Исходный текст:

Но греки одерживали победу за победой. 5 октября 1821 года греками был взят главный город Мореи Триполица. Победа греков закончилась массовой резнёй на этот раз турок и евреев: не менее 8000 -10000 мужчин, женщин и детей были убиты греками.
Кефалас поднимает флаг Свободы на стенах Триполицы. Петр фон Гесс
Война принимала невероятно ожесточённый характер, реки крови текли и с той, и с другой стороны. Мы часто говорим о зверствах османских, но мы никогда не должны забывать, что в ответ на османские зверства всегда проходили не менее ужасные зверства христиан. А народы ведь перемешаны, мусульмане и христиане живут бок обок.
Русский император Александр твёрдо говорит, что есть задача восстановить мир, но ни в коем случае не стоит задача отторгнуть какие-то провинции от Османской империи. Он собственноручно пишет в циркулярном письме нашим дипломатам во всех странах Европы: «Русское войско пойдет не для распространения границ Империи, не для доставления ей перевеса, которого она не желает, но для восстановления мира, для утверждения европейского равновесия, для доставления странам, из которых слагается европейская Турция, благодеяний политического существования – счастливого и для других неопасного». [С.М. Соловьёв. Александр I. Политика, дипломатия. Гл. VI. С. 534]
То есть речь идёт о том, что Александр готов вмешаться, но готов вмешаться только для восстановления статус-кво и ради мирной жизни христиан и всех народов Османской империи.

Содержание задания:
**a)** Перепишите дословно фрагмент исходного текста начиная со слов «Русский император Александр» и заканчивая словами «народов Османской империи.».
**b)** Определите, соответствуют ли исходному тексту утверждения (i), (ii) и (iii). На каждое ответьте «да» или «нет» и приведите точную цитату из текста, подтверждающую ответ.
(i) Греки взяли Триполицу 5 октября 1821 года.
(ii) Император Александр ставил задачу отторгнуть провинции от Османской империи.
(iii) Александр лично писал циркулярное письмо российским дипломатам в странах Европы.
**c)** Какой город исходный текст называет главным городом Мореи?
Записи здесь никакой роли не играют.

Предоставленные материалы:
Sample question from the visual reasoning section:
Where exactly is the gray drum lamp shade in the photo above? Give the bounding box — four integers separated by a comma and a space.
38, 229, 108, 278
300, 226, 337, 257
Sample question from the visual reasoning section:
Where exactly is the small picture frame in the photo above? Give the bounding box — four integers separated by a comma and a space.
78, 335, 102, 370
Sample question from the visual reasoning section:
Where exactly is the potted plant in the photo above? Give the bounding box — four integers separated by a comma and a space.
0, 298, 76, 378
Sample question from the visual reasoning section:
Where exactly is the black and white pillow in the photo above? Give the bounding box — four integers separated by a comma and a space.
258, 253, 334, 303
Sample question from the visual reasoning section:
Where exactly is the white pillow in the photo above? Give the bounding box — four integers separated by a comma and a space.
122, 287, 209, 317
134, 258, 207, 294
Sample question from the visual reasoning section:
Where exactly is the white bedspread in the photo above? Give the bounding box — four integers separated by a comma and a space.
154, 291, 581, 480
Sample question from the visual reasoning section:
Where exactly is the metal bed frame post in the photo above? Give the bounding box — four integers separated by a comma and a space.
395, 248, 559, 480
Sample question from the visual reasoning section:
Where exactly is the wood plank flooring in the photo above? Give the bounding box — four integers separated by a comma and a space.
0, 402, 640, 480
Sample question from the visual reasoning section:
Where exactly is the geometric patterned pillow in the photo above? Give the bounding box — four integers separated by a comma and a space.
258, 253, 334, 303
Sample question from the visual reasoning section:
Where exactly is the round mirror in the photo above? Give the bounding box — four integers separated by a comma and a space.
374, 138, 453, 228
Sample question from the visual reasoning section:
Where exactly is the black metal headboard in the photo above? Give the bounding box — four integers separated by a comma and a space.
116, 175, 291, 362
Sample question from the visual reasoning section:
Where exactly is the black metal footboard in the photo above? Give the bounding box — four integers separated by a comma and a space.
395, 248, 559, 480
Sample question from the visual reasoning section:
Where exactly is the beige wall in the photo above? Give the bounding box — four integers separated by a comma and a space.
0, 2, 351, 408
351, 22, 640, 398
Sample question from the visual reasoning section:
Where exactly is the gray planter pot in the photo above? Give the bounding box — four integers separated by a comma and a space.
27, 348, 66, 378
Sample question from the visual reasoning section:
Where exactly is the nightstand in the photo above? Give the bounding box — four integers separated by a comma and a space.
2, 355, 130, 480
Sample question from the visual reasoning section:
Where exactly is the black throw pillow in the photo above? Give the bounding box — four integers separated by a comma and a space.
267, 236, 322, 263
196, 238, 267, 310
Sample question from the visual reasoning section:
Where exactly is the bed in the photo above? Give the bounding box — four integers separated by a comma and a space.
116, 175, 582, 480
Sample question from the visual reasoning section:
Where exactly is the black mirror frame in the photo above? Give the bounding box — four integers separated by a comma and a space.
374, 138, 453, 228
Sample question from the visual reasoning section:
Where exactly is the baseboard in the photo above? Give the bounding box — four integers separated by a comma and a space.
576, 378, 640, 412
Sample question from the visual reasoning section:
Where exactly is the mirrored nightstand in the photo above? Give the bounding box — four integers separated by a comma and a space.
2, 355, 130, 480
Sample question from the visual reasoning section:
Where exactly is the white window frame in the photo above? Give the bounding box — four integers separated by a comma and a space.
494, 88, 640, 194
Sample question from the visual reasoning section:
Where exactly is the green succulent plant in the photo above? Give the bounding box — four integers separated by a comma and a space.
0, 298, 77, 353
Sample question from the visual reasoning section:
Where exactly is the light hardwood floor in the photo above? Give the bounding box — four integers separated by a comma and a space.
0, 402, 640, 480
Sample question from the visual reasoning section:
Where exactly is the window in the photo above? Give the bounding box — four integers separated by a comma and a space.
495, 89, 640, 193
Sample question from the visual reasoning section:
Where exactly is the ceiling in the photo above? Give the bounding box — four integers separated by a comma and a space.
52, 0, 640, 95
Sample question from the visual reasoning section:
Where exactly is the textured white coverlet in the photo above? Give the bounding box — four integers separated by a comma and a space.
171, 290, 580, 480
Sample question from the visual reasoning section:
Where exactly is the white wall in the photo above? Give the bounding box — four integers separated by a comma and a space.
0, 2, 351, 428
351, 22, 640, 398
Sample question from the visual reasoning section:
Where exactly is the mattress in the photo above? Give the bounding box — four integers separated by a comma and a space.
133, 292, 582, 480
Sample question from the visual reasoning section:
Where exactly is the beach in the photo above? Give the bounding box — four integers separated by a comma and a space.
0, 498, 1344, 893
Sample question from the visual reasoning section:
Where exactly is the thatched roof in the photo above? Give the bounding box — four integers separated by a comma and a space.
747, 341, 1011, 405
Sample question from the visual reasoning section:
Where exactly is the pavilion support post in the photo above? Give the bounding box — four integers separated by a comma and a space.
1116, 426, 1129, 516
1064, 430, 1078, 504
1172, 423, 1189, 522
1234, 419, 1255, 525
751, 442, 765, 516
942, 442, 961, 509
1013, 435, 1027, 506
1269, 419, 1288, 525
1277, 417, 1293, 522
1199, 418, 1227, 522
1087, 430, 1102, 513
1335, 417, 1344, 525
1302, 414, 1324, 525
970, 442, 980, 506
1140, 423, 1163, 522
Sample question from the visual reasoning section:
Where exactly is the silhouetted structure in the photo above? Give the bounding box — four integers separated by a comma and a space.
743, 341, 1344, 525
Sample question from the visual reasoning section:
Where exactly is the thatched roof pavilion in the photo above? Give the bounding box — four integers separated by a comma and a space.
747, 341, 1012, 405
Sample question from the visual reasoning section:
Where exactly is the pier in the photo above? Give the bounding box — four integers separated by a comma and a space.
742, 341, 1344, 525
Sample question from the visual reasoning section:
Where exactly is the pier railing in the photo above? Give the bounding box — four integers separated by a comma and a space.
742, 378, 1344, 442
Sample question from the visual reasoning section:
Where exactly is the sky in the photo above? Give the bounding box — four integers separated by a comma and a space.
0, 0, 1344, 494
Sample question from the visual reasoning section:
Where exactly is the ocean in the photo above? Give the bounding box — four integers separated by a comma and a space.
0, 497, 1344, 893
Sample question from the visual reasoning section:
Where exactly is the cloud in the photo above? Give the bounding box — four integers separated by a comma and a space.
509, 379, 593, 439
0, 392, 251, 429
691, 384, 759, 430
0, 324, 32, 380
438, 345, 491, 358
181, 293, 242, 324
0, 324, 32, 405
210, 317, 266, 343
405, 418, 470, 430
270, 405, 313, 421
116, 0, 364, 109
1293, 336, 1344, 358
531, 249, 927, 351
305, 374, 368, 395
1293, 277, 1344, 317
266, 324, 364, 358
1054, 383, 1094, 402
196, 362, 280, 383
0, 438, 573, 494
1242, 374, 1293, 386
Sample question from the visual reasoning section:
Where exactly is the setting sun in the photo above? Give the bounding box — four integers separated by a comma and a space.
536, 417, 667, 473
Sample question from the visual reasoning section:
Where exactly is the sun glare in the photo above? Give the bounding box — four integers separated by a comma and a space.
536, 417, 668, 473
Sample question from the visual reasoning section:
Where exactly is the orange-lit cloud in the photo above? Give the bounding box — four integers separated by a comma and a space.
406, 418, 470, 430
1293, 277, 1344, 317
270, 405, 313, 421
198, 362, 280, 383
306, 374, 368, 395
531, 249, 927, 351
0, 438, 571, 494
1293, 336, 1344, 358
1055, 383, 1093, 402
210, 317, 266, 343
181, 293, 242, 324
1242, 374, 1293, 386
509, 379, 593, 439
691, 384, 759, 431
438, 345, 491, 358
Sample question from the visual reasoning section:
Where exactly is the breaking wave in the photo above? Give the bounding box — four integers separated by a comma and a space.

Ответы:
**a)**
Русский император Александр твёрдо говорит, что есть задача восстановить мир, но ни в коем случае не стоит задача отторгнуть какие-то провинции от Османской империи. Он собственноручно пишет в циркулярном письме нашим дипломатам во всех странах Европы: «Русское войско пойдет не для распространения границ Империи, не для доставления ей перевеса, которого она не желает, но для восстановления мира, для утверждения европейского равновесия, для доставления странам, из которых слагается европейская Турция, благодеяний политического существования – счастливого и для других неопасного». [С.М. Соловьёв. Александр I. Политика, дипломатия. Гл. VI. С. 534]
То есть речь идёт о том, что Александр готов вмешаться, но готов вмешаться только для восстановления статус-кво и ради мирной жизни христиан и всех народов Османской империи.

**b)**
(i) Да: «5 октября 1821 года греками был взят главный город Мореи Триполица».
(ii) Нет: «ни в коем случае не стоит задача отторгнуть какие-то провинции от Османской империи».
(iii) Да: «Он собственноручно пишет в циркулярном письме нашим дипломатам во всех странах Европы».

**c)** Триполица.